- Aufgaben
A - Nenne alle Zwischenüberschriften, die im Lesetext zur Entscheidung des Verfassungsgerichtshofs vorkommen.
B - Welche Dienststelle hat die Beschwerdeführerin laut dem Lesetext zur Entscheidung des Verfassungsgerichtshofs?
C - Übertrage aus dem Lesetext zur Entscheidung des Verfassungsgerichtshofs wortgetreu den Abschnitt zwischen „Die Beschwerde wird“ und „ein Karenzurlaub gewährt.“, beide eingeschlossen.

- Lesetext
* * * *

VfGH vom 30.06.1994, B377/91

Sammlungsnummer

13829

Leitsatz

Keine Verletzung des Gleichheitsgrundsatzes durch Zuerkennung eines im Vergleich zum AlVG niedrigeren Karenzurlaubsgeldes nach dem KarenzurlaubsgeldG an eine Beamtin aufgrund der unterschiedlichen Freibetragsgrenzen beim Einkommen des Ehegatten; sachliche Rechtfertigung angesichts der tiefgreifenden Verschiedenheiten zwischen dem öffentlich-rechtlichen Dienstverhältnis und der Materie des Sozialversicherungswesens

Spruch

Die Beschwerdeführerin ist durch den angefochtenen Bescheid weder in einem verfassungsgesetzlich gewährleisteten Recht noch wegen Anwendung einer rechtswidrigen generellen Norm in ihren Rechten verletzt worden.

Die Beschwerde wird abgewiesen.

Begründung

Entscheidungsgründe:

I. 1.a) Die Beschwerdeführerin steht in einem öffentlich-rechtlichen Dienstverhältnis zum Bund. Ihre Dienststelle ist das Arbeitsamt Zell am See. Mit Bescheiden des Landesarbeitsamtes Salzburg wurde ihr iS des § 15 des Mutterschutzgesetzes 1979 - MSchG, BGBl. 221/1979, in der maßgeblichen Fassung, antragsgemäß ein Karenzurlaub gewährt.

b) Auf Grund des Antrages der Beschwerdeführerin auf "bescheidmäßige Festsetzung der Höhe des Gehaltes", das ihr für die Dauer des Karenzurlaubes zusteht, stellte das Landesarbeitsamt Salzburg mit Bescheid fest, daß der - verheirateten - Beschwerdeführerin für diesen Zeitraum gemäß § 2 Abs 1 und § 3 Abs 1 lita des Bundesgesetzes über Geldleistungen an öffentlich Bedienstete während des Karenzurlaubes aus Anlaß der Mutterschaft, BGBl. 395/1974, in der maßgeblichen Fassung (im folgenden: KUG), monatlich ein Karenzurlaubsgeld in der Höhe von 25 vH des Gehaltes der Gehaltsstufe 2 der Dienstklasse V (einschließlich allfälliger Teuerungszulagen) gebührt und daß sich das Karenzurlaubsgeld gemäß § 3 Abs 3 KUG um den Betrag der Haushaltszulage (d. s. monatlich 450.- S) erhöht. Begründend wurde ua. ausgeführt, daß die Beschwerdeführerin die in § 3 Abs 2 KUG festgesetzten Voraussetzungen für die Zuerkennung eines (höheren) Karenzurlaubsgeldes in der in § 3 Abs 1 litb KUG festgelegten Höhe an eine verheiratete Mutter nicht erfülle, weil ihr Ehegatte ein Einkommen erziele, das höher ist als die Hälfte des Anfangsgehaltes der Verwendungsgruppe C einschließlich allfälliger Teuerungszulagen (Freibetrag) und das zudem diesen Freibetrag um mehr als den Unterschiedsbetrag zwischen dem nach § 3 Abs 1 lita und dem nach § 3 Abs 1 litb KUG gebührenden Karenzurlaubsgeld übersteigt.

* * * *

- Vorliegende Daten

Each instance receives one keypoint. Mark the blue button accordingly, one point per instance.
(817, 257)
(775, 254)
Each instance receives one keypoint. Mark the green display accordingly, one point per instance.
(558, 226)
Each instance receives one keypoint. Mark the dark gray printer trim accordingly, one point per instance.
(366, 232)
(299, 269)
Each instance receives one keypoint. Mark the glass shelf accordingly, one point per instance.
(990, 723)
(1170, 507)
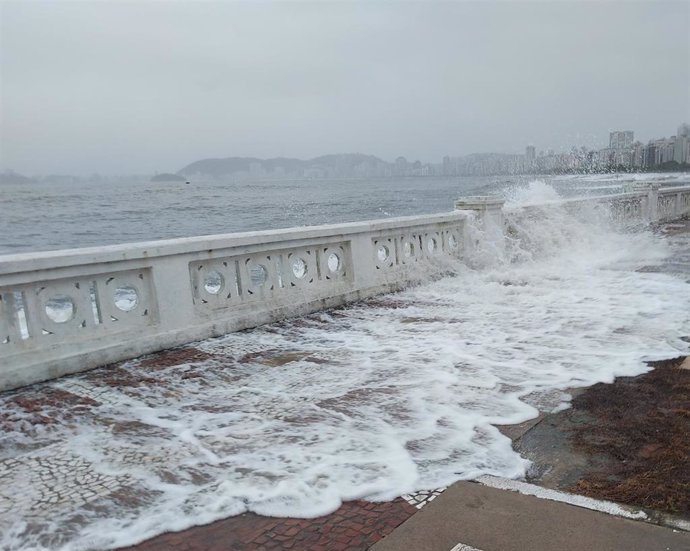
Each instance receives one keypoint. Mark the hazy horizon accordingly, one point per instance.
(139, 88)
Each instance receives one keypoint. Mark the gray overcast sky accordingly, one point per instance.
(124, 87)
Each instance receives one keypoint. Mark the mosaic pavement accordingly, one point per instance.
(40, 477)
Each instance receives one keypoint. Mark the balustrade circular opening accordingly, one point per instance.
(408, 249)
(334, 262)
(126, 298)
(299, 268)
(60, 309)
(431, 245)
(258, 274)
(383, 253)
(213, 282)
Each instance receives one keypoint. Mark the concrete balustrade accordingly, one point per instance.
(67, 311)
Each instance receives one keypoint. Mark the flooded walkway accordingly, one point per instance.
(370, 402)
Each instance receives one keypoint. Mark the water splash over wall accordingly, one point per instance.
(374, 400)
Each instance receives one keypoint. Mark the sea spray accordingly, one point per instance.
(371, 401)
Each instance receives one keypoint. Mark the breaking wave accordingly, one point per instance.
(370, 401)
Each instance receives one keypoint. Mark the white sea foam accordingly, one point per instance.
(378, 399)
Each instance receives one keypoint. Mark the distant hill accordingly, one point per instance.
(167, 177)
(339, 165)
(11, 177)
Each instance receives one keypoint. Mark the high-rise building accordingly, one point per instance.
(621, 139)
(681, 145)
(530, 153)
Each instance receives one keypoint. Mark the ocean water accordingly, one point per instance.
(44, 216)
(378, 399)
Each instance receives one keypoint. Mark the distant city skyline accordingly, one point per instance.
(120, 87)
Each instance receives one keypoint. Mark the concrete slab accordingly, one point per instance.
(498, 520)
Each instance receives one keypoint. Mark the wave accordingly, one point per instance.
(372, 401)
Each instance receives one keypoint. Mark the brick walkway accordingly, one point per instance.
(356, 526)
(54, 480)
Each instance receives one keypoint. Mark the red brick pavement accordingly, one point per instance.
(356, 526)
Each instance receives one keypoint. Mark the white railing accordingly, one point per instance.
(68, 311)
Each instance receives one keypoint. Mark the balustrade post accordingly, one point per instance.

* * * *

- Lösungen
A - Sammlungsnummer, Leitsatz, Spruch, Begründung, Entscheidungsgründe

B - Ihre Dienststelle ist das Arbeitsamt Zell am See.

C -
Die Beschwerde wird abgewiesen.

Begründung

Entscheidungsgründe:

I. 1.a) Die Beschwerdeführerin steht in einem öffentlich-rechtlichen Dienstverhältnis zum Bund. Ihre Dienststelle ist das Arbeitsamt Zell am See. Mit Bescheiden des Landesarbeitsamtes Salzburg wurde ihr iS des § 15 des Mutterschutzgesetzes 1979 - MSchG, BGBl. 221/1979, in der maßgeblichen Fassung, antragsgemäß ein Karenzurlaub gewährt.